## Stated task
Can you change every "bounding boxes" in the rows below to "rectangles" and leave everything else the same?

## Material provided

○ ○ ○ ○ ○

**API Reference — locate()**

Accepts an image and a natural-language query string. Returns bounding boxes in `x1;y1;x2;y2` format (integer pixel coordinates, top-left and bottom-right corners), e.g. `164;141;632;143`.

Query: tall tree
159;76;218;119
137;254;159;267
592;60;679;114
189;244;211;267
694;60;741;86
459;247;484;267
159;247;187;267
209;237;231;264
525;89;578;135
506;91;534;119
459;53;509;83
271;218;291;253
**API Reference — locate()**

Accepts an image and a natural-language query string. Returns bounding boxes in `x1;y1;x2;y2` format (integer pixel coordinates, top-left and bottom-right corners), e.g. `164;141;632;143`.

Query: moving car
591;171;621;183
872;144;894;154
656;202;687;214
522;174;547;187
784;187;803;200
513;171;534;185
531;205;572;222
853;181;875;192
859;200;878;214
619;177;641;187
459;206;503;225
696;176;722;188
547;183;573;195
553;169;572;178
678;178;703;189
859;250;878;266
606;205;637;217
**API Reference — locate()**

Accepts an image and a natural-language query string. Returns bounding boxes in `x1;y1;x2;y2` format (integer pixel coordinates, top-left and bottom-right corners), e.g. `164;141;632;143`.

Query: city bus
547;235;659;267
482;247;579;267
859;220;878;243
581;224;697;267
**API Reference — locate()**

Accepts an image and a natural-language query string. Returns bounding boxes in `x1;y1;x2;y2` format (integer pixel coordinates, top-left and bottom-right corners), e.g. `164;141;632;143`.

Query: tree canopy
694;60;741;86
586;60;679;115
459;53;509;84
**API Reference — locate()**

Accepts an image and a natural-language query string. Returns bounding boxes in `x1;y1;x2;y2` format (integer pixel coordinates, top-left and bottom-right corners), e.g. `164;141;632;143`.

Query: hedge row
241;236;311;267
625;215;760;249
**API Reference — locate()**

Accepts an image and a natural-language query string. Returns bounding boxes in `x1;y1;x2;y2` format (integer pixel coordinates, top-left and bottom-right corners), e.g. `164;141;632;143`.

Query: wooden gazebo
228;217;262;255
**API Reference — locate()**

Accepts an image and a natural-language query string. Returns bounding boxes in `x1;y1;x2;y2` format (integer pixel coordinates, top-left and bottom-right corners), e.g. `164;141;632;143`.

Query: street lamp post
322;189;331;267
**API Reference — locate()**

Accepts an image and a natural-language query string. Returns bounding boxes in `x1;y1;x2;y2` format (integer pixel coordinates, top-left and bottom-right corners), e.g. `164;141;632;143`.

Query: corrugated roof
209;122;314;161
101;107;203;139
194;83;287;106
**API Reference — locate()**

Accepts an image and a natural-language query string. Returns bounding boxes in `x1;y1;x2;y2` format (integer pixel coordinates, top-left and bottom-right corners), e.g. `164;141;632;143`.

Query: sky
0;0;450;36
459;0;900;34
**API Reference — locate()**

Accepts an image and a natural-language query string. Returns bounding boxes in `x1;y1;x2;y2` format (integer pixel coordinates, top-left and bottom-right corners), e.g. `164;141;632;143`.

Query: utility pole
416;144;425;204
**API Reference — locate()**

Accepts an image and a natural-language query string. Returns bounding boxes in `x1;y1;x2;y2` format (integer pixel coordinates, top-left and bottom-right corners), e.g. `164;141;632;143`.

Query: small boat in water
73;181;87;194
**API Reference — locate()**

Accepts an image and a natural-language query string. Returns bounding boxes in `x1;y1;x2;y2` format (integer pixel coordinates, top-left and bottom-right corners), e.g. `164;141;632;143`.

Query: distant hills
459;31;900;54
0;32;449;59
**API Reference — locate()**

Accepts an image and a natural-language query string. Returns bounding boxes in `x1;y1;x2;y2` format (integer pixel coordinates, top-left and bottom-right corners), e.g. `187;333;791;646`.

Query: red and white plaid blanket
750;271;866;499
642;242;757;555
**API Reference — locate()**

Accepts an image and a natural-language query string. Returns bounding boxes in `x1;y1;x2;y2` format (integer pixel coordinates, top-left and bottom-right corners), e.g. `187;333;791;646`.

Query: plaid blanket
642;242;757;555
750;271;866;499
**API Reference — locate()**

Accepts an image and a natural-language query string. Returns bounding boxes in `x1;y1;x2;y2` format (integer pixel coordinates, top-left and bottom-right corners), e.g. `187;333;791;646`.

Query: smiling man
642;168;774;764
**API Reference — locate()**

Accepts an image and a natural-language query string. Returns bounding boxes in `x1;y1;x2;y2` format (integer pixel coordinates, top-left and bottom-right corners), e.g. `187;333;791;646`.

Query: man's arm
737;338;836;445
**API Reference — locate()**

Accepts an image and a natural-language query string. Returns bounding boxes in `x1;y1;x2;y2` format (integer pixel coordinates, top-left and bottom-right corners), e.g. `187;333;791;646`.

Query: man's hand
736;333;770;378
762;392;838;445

○ ○ ○ ○ ○

## Written answer
**API Reference — locate()**

Accepts an image and a natural-language query string. Returns rectangles in `x1;y1;x2;y2` format (integer pixel coordinates, top-left and bottom-right corners), e.g. `164;141;632;143`.

Query: tall tree
159;76;218;119
137;254;159;267
592;60;679;114
189;244;211;267
694;60;741;86
459;247;484;267
159;247;187;267
209;237;231;264
525;89;578;135
506;91;534;119
459;53;509;83
271;218;291;253
**API Reference — locate()**

Accepts an image and a natural-language query string. Returns rectangles in `x1;y1;x2;y2` format (integer pixel coordinates, top-left and bottom-right corners), e.g. `164;141;632;143`.

Query: moving car
591;171;621;183
872;144;894;154
656;202;687;214
522;174;547;187
784;187;803;200
513;171;534;185
531;205;572;222
853;181;875;192
859;200;878;214
619;177;641;187
459;206;503;225
696;176;722;188
547;183;573;195
553;169;572;178
678;178;703;189
859;250;878;266
606;205;637;217
**API Reference — locate()**

Accepts an image and a natural-language query string. Returns rectangles in `x1;y1;x2;y2` format (integer pixel coordinates, top-left and bottom-right corners), e.g. `164;141;632;143`.

Query: city bus
547;235;659;267
482;247;579;267
859;220;878;243
581;224;697;267
**API Reference — locate()**

Accepts an image and a natural-language query string. Returns rectangles in `x1;y1;x2;y2` format (integer pixel coordinates, top-left and bottom-right corners), e.g. `164;141;632;143`.

Query: tree canopy
694;60;741;86
586;60;679;115
459;53;509;84
**API Reference — locate()**

Accepts an image and a natural-language query string. Returns rectangles in `x1;y1;x2;y2` format (integer pixel coordinates, top-left and bottom-right corners), e.g. `164;141;632;143`.

Query: hedge row
241;236;311;267
625;215;760;249
**API Reference — locate()**

Accepts an image and a natural-language query string. Returns rectangles in `x1;y1;x2;y2` format (integer pixel coordinates, top-left and bottom-right corners), e.g. `164;141;632;143`.

Query: wooden gazebo
228;217;262;255
**API Reference — locate()**

Accepts an image and a natural-language query string. Returns rectangles in `x1;y1;x2;y2` format (integer pixel coordinates, top-left and bottom-right corners), e.g. `164;141;632;143`.

Query: street lamp post
322;189;331;267
**API Reference — locate()**

Accepts an image and a natural-language query string. Returns rectangles in `x1;y1;x2;y2` format (integer pixel coordinates, top-left and bottom-right corners), e.g. `164;141;632;143`.

Query: corrugated roof
209;122;314;161
101;107;203;139
194;83;287;106
**API Reference — locate()**

Accepts an image and a natural-language query string. Returns rectangles in `x1;y1;x2;y2` format (integer pixel coordinates, top-left and bottom-right corners), e.g. `164;141;632;143`.

Query: sky
0;0;450;36
459;0;900;34
**API Reference — locate()**

Accepts an image and a natural-language query string. Returns rectangles in `x1;y1;x2;y2` format (integer pixel coordinates, top-left and bottom-right corners), e.g. `164;141;632;143`.

Query: utility pole
416;144;425;204
**API Reference — locate()**

Accepts an image and a natural-language query string. Returns rectangles in `x1;y1;x2;y2` format (integer pixel coordinates, top-left and bottom-right corners), e.g. `164;141;632;143`.

Query: small boat in water
73;181;87;194
**API Reference — locate()**

Accepts an image and a natural-language query string. Returns rectangles in `x1;y1;x2;y2` format (integer pixel coordinates, top-left and bottom-right corners), e.g. `164;141;632;143`.

Query: distant hills
459;31;900;54
0;32;449;59
**API Reference — locate()**

Accepts an image and a natural-language query string. Returns rectangles in `x1;y1;x2;y2` format (integer pixel coordinates, top-left and bottom-right corners), e.g. `187;333;791;646`.

Query: red and white plaid blanket
750;271;866;499
642;242;757;555
**API Reference — locate()**

Accepts an image and a natural-language query string. Returns rectangles in `x1;y1;x2;y2` format (integer pixel coordinates, top-left and bottom-right corners), e.g. `187;333;791;646`.

Query: plaid blanket
642;242;757;555
750;271;866;499
**API Reference — locate()**

Accepts an image and a natural-language query string. Returns rectangles in `x1;y1;x2;y2` format (integer pixel coordinates, top-left and bottom-right corners), e.g. `187;333;791;646`.

Query: smiling man
642;168;774;764
**API Reference — locate()**

Accepts an image and a natural-language query string. Returns rectangles in `x1;y1;x2;y2` format (integer pixel coordinates, top-left and bottom-right corners), e.g. `187;333;791;646`.

Query: man's arm
737;338;836;445
**API Reference — locate()**

Accepts an image and a natural-language query string. Returns rectangles in `x1;y1;x2;y2` format (integer pixel coordinates, top-left and bottom-right corners), e.g. `187;333;791;646`.

Query: man's hand
736;333;770;378
762;392;838;445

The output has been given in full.